Requirements - Rewrite every item below, swapping "fallen log" for "tree stump" wherever it occurs and leaving everything else as is.

____

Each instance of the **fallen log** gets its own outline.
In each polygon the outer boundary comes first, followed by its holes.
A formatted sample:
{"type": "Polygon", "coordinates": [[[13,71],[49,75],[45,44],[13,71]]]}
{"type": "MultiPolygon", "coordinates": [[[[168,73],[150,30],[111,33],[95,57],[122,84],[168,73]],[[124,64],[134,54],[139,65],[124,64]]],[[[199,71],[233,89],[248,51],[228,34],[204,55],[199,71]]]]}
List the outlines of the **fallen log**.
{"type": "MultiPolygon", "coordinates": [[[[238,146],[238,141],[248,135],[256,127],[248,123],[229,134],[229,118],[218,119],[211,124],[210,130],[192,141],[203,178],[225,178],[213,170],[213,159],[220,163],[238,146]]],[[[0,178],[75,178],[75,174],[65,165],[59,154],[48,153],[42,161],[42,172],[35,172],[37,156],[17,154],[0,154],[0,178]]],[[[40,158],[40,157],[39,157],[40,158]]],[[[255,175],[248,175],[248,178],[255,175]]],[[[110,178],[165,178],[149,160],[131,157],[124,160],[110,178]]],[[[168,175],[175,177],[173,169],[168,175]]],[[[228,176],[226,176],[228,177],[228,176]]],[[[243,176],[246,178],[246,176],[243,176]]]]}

____

Exercise response -
Each instance of the **tree stump** gets its own outline.
In each polygon the outer boundary comes first, followed by its holes.
A formatted sample:
{"type": "Polygon", "coordinates": [[[13,71],[49,75],[45,44],[13,71]]]}
{"type": "MultiPolygon", "coordinates": [[[[168,73],[150,30],[111,33],[95,57],[122,84],[168,73]],[[124,64],[134,54],[139,65],[124,64]]],[[[199,71],[233,89],[248,51],[228,34],[204,55],[199,71]]]]}
List the outlines of the **tree stump**.
{"type": "MultiPolygon", "coordinates": [[[[238,146],[238,141],[248,135],[256,127],[248,123],[229,134],[229,118],[218,119],[211,124],[210,130],[192,141],[203,178],[225,178],[213,170],[213,159],[220,163],[238,146]]],[[[0,178],[75,178],[75,174],[65,165],[59,154],[48,153],[42,161],[42,172],[35,172],[37,156],[17,154],[0,154],[0,178]]],[[[40,158],[40,157],[39,157],[40,158]]],[[[255,175],[248,175],[248,178],[255,175]]],[[[110,178],[165,178],[149,160],[131,157],[124,160],[110,178]]],[[[168,175],[175,177],[173,169],[168,175]]],[[[228,176],[226,176],[228,177],[228,176]]],[[[243,176],[246,178],[246,176],[243,176]]]]}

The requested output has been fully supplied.